[Rows from a dataset]
---------------

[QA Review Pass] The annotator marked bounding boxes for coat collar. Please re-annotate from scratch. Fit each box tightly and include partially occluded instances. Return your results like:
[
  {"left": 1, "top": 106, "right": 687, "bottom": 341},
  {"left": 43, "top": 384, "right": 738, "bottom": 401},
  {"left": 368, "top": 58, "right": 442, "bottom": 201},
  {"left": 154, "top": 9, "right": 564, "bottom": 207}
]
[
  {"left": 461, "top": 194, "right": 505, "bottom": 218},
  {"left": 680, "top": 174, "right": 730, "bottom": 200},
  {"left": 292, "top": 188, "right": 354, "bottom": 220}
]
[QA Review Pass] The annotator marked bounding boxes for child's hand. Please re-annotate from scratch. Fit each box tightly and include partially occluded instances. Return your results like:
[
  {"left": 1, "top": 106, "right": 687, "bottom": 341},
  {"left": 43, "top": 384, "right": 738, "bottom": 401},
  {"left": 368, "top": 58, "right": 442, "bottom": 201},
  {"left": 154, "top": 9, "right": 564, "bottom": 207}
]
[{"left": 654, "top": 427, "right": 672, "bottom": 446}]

---------------

**WORK TO COMPLETE**
Extract every line of the data above that contains the word "partially".

**EXPECTED ANSWER**
[QA Review Pass] The annotator marked bounding boxes for coat collar. Please re-annotate from scratch. Fit each box tightly and include partially occluded instances. Return your results like:
[QA Review Pass] The annotator marked bounding boxes for child's hand. Please re-annotate from scratch. Fit each box tightly and include partially occluded instances. Return your results like:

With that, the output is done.